→ **Problem description**
Please arrange every line of the entries below as a Markdown table with the columns Row and Line, skipping blank lines and leaving the pictures out.

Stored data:
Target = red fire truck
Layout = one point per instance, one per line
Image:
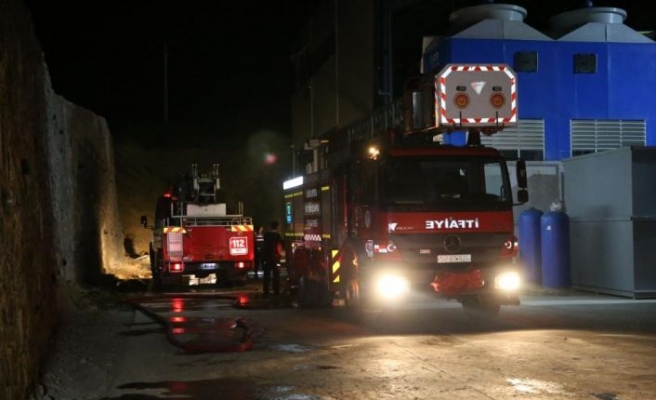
(196, 238)
(387, 208)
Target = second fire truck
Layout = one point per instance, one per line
(197, 239)
(387, 207)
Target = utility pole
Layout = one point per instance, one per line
(166, 84)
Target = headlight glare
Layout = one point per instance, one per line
(390, 286)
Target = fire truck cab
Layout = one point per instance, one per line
(394, 209)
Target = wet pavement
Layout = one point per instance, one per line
(234, 344)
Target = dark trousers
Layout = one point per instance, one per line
(271, 267)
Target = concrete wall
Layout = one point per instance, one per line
(58, 215)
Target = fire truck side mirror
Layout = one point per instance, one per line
(522, 196)
(522, 180)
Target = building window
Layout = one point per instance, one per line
(592, 135)
(585, 63)
(526, 61)
(525, 141)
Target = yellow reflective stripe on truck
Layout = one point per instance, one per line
(335, 265)
(173, 229)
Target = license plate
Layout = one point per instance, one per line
(448, 258)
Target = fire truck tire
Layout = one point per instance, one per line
(488, 307)
(352, 294)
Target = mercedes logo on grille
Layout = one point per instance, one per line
(452, 243)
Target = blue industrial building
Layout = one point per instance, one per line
(585, 87)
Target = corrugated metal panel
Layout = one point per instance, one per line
(527, 135)
(591, 136)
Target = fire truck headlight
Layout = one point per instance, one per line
(390, 286)
(509, 281)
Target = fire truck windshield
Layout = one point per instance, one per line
(462, 183)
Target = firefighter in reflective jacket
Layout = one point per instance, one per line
(271, 257)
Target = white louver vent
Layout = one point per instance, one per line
(526, 140)
(592, 136)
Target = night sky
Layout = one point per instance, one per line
(228, 62)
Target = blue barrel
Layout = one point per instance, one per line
(530, 253)
(555, 249)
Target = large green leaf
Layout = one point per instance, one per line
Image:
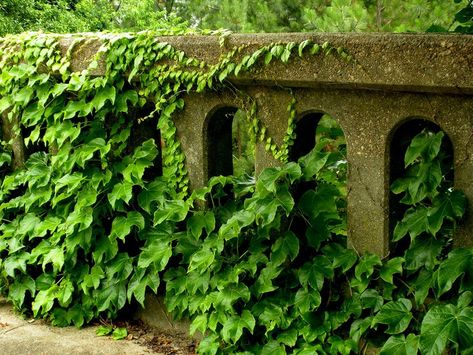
(444, 324)
(314, 272)
(400, 345)
(396, 315)
(459, 261)
(425, 145)
(285, 247)
(233, 328)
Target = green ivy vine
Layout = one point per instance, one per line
(91, 221)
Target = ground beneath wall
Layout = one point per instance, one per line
(20, 336)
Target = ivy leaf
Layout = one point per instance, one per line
(233, 328)
(104, 94)
(121, 226)
(364, 269)
(44, 300)
(264, 283)
(445, 323)
(391, 267)
(231, 294)
(17, 290)
(340, 256)
(140, 280)
(273, 348)
(199, 324)
(359, 327)
(111, 295)
(396, 315)
(121, 191)
(14, 262)
(425, 145)
(287, 246)
(153, 192)
(423, 252)
(201, 260)
(450, 205)
(458, 262)
(314, 272)
(400, 345)
(175, 211)
(414, 222)
(288, 337)
(93, 278)
(307, 300)
(371, 298)
(199, 221)
(157, 250)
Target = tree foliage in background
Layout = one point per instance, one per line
(236, 15)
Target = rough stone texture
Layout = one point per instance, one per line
(398, 77)
(155, 314)
(391, 62)
(22, 337)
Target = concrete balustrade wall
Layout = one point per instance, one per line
(396, 78)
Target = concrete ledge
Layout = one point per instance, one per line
(389, 62)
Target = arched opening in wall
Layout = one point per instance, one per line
(421, 172)
(321, 136)
(321, 195)
(230, 151)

→ **Response for this exercise**
| Row | Line |
|---|---|
| 1 | Target = red fire truck |
| 2 | Layout = one point per instance, one per line |
| 3 | Image: |
| 4 | (196, 238) |
| 5 | (387, 208) |
| 6 | Target = second fire truck |
| 7 | Layout = one point per instance, one per line |
| 8 | (197, 239) |
| 9 | (387, 207) |
| 10 | Target = utility pole |
| 11 | Layout = one point per instance, one per line |
| 12 | (166, 84) |
| 13 | Target = headlight glare |
| 14 | Layout = one point per instance, one per line |
| 15 | (390, 286) |
| 16 | Target = fire truck cab |
| 17 | Layout = one point per instance, one per line |
| 18 | (394, 209) |
| 19 | Target = wet pavement |
| 20 | Layout = one point per instance, one per line |
| 21 | (234, 344) |
| 22 | Target = dark trousers |
| 23 | Layout = one point per instance, one per line |
| 24 | (271, 267) |
| 25 | Target = concrete wall |
| 26 | Layout = one point per instance, one per line |
| 27 | (58, 215) |
| 28 | Target = fire truck side mirror |
| 29 | Layout = one point per instance, one per line |
| 30 | (522, 196) |
| 31 | (522, 180) |
| 32 | Target = building window |
| 33 | Layout = one point per instance, one per line |
| 34 | (592, 135) |
| 35 | (585, 63) |
| 36 | (526, 61) |
| 37 | (525, 141) |
| 38 | Target = yellow reflective stripe on truck |
| 39 | Layout = one point per instance, one per line |
| 40 | (335, 265) |
| 41 | (173, 229) |
| 42 | Target = license plate |
| 43 | Layout = one point per instance, one per line |
| 44 | (448, 258) |
| 45 | Target = fire truck tire |
| 46 | Layout = one point per instance, one per line |
| 47 | (488, 307) |
| 48 | (352, 294) |
| 49 | Target = mercedes logo on grille |
| 50 | Layout = one point per instance, one per line |
| 51 | (452, 243) |
| 52 | Target = blue industrial building |
| 53 | Layout = one point per instance, one per line |
| 54 | (585, 87) |
| 55 | Target = corrugated metal panel |
| 56 | Layout = one point per instance, one per line |
| 57 | (527, 135) |
| 58 | (591, 136) |
| 59 | Target = fire truck headlight |
| 60 | Layout = one point per instance, one per line |
| 61 | (390, 286) |
| 62 | (509, 281) |
| 63 | Target = fire truck windshield |
| 64 | Layout = one point per instance, one per line |
| 65 | (462, 183) |
| 66 | Target = firefighter in reflective jacket |
| 67 | Layout = one point per instance, one per line |
| 68 | (271, 257) |
| 69 | Target = white louver vent |
| 70 | Layout = one point per instance, one per line |
| 71 | (526, 140) |
| 72 | (592, 136) |
| 73 | Target = night sky |
| 74 | Layout = one point per instance, one per line |
| 75 | (228, 62) |
| 76 | Target = blue barrel |
| 77 | Layout = one point per instance, one per line |
| 78 | (530, 253) |
| 79 | (555, 249) |
| 80 | Target = large green leaf |
| 81 | Layout = one point per instance, one per line |
| 82 | Image: |
| 83 | (444, 324) |
| 84 | (314, 272) |
| 85 | (400, 345) |
| 86 | (396, 315) |
| 87 | (459, 261) |
| 88 | (425, 145) |
| 89 | (285, 247) |
| 90 | (233, 328) |
| 91 | Target = green ivy vine |
| 92 | Layout = one point per instance, one per line |
| 93 | (91, 221) |
| 94 | Target = ground beneath wall |
| 95 | Layout = one point per instance, one per line |
| 96 | (20, 336) |
| 97 | Target = ivy leaf |
| 98 | Layout = one point per instance, one per line |
| 99 | (233, 328) |
| 100 | (104, 94) |
| 101 | (121, 226) |
| 102 | (364, 269) |
| 103 | (44, 300) |
| 104 | (264, 283) |
| 105 | (445, 323) |
| 106 | (391, 267) |
| 107 | (231, 294) |
| 108 | (17, 290) |
| 109 | (340, 256) |
| 110 | (140, 280) |
| 111 | (273, 348) |
| 112 | (199, 324) |
| 113 | (359, 327) |
| 114 | (111, 295) |
| 115 | (396, 315) |
| 116 | (121, 191) |
| 117 | (14, 262) |
| 118 | (425, 145) |
| 119 | (287, 246) |
| 120 | (153, 192) |
| 121 | (423, 252) |
| 122 | (201, 260) |
| 123 | (450, 205) |
| 124 | (458, 262) |
| 125 | (314, 272) |
| 126 | (400, 345) |
| 127 | (175, 211) |
| 128 | (414, 222) |
| 129 | (288, 337) |
| 130 | (93, 278) |
| 131 | (307, 300) |
| 132 | (371, 298) |
| 133 | (199, 221) |
| 134 | (157, 250) |
| 135 | Target = tree foliage in background |
| 136 | Layout = one point per instance, one per line |
| 137 | (236, 15) |
| 138 | Target = rough stone texture |
| 139 | Layout = one point per instance, one per line |
| 140 | (398, 77) |
| 141 | (155, 314) |
| 142 | (391, 62) |
| 143 | (22, 337) |
| 144 | Target = concrete balustrade wall |
| 145 | Layout = one point per instance, one per line |
| 146 | (396, 78) |
| 147 | Target = concrete ledge |
| 148 | Layout = one point per instance, one per line |
| 149 | (389, 62) |
| 150 | Target = arched opening in wall |
| 151 | Layout = one point per instance, one per line |
| 152 | (421, 172) |
| 153 | (321, 136) |
| 154 | (321, 195) |
| 155 | (230, 151) |